YAML schema with optional application settings:

# Application Settings (optional - defaults shown)
settings:
  auto_refresh_interval: 6  # Hours between automatic data refreshes (default: 6)
  default_workers: 4        # Number of concurrent scraper workers (default: 4)  
  server_port: 8080         # Port for the web server (default: 8080)
  cache_timeout: 6          # Cache timeout in hours (default: 6)
  log_level: "info"         # Logging level: debug, info, warn, error (default: info)
  main_view: "unified"      # Default view mode: unified, tabbed (default: unified)

# Audiobook/Ebook Series Configuration
audiobooks:
  - title: "1% Lifesteal"
    audible: "https://www.audible.com/series/1-Lifesteal-Audiobooks/B0F8QMLV9T"
    amazon: "https://www.amazon.com/dp/B0DGWCJ6JP"
  - title: "A Soldier's Life"
    audible: "https://www.audible.com/series/A-Soldiers-Life-Audiobooks/B0D34549LX"
    amazon: "https://www.amazon.com/dp/B0CW18NDBQ"

Required fields: Only title, audible, and amazon are required for scraping.

● **Provided material**:
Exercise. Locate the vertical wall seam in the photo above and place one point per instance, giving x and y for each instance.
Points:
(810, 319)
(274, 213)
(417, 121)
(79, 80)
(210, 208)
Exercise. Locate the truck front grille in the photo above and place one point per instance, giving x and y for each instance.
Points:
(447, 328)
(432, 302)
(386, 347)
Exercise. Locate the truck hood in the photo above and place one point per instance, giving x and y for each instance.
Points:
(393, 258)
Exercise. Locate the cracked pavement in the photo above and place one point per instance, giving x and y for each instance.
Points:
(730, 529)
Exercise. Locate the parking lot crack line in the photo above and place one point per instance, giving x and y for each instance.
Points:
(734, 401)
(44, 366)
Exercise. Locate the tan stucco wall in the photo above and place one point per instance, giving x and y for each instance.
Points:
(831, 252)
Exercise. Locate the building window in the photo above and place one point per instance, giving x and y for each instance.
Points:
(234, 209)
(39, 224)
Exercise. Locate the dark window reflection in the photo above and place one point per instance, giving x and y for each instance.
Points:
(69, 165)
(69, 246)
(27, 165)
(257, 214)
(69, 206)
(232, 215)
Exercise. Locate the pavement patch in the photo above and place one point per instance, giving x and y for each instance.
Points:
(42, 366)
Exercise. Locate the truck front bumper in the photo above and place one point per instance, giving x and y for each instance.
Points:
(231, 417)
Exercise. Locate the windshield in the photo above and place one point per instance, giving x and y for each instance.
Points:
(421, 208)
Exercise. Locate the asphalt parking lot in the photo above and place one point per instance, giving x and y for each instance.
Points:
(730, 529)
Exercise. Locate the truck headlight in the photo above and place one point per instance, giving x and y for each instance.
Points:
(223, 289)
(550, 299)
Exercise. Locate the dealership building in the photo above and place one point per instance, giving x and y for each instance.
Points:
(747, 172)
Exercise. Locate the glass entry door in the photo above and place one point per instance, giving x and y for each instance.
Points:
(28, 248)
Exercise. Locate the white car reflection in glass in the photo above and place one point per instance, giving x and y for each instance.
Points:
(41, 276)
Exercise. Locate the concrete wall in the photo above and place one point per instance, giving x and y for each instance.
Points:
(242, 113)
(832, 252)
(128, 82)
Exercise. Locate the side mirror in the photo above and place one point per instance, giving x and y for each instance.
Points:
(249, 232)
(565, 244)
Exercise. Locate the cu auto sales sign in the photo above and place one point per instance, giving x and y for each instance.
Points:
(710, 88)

● **Stated task 1**: In the YAML schema, list every key defined under the settings block.
● **Stated task 2**: Reproduce the portion of the YAML schema starting at "YAML schema with" and ending at "server (default: 8080)".
● **Stated task 3**: Carry the YAML schema on from its final line.

● **Reply 1**: auto_refresh_interval, default_workers, server_port, cache_timeout, log_level, main_view

● **Reply 2**:
YAML schema with optional application settings:

# Application Settings (optional - defaults shown)
settings:
  auto_refresh_interval: 6  # Hours between automatic data refreshes (default: 6)
  default_workers: 4        # Number of concurrent scraper workers (default: 4)  
  server_port: 8080         # Port for the web server (default: 8080)

● **Reply 3**:
Settings section: All settings are optional and will use sensible defaults if not specified. The settings section allows you to customize application behavior without modifying code.

Environment Variables (Docker Compose)

For containerized deployments, you can override any setting using environment variables. Environment variables take precedence over YAML configuration:

environment:
  # Server Configuration
  SYLLABUS_SERVER_PORT: "8080"         # Server port (1-65535)
  PORT: "8080"                         # Standard port env var (alternative)
  
  # Scraping Configuration
  SYLLABUS_AUTO_REFRESH_INTERVAL: "4"  # Hours between auto-refreshes (>0)
  SYLLABUS_DEFAULT_WORKERS: "2"        # Number of concurrent scraper workers (>0)
  SYLLABUS_CACHE_TIMEOUT: "6"          # Cache timeout in hours (>0)
  
  # UI Configuration  
  SYLLABUS_MAIN_VIEW: "unified"        # Default view mode: "unified" or "tabbed"
  
  # Logging Configuration
  SYLLABUS_LOG_LEVEL: "debug"          # Log level: "debug", "info", "warn", "error"

Configuration Priority:

  1. Runtime UI changes (highest priority) - persisted to database
  2. Environment Variables - override YAML at startup
  3. YAML Configuration - file-based defaults
  4. Built-in Defaults (lowest priority)

Database Persistence: UI changes (like auto-refresh interval) are saved to the database and survive container restarts. The UI will always show the current server state.

Installation & Deployment

Docker Compose (Recommended)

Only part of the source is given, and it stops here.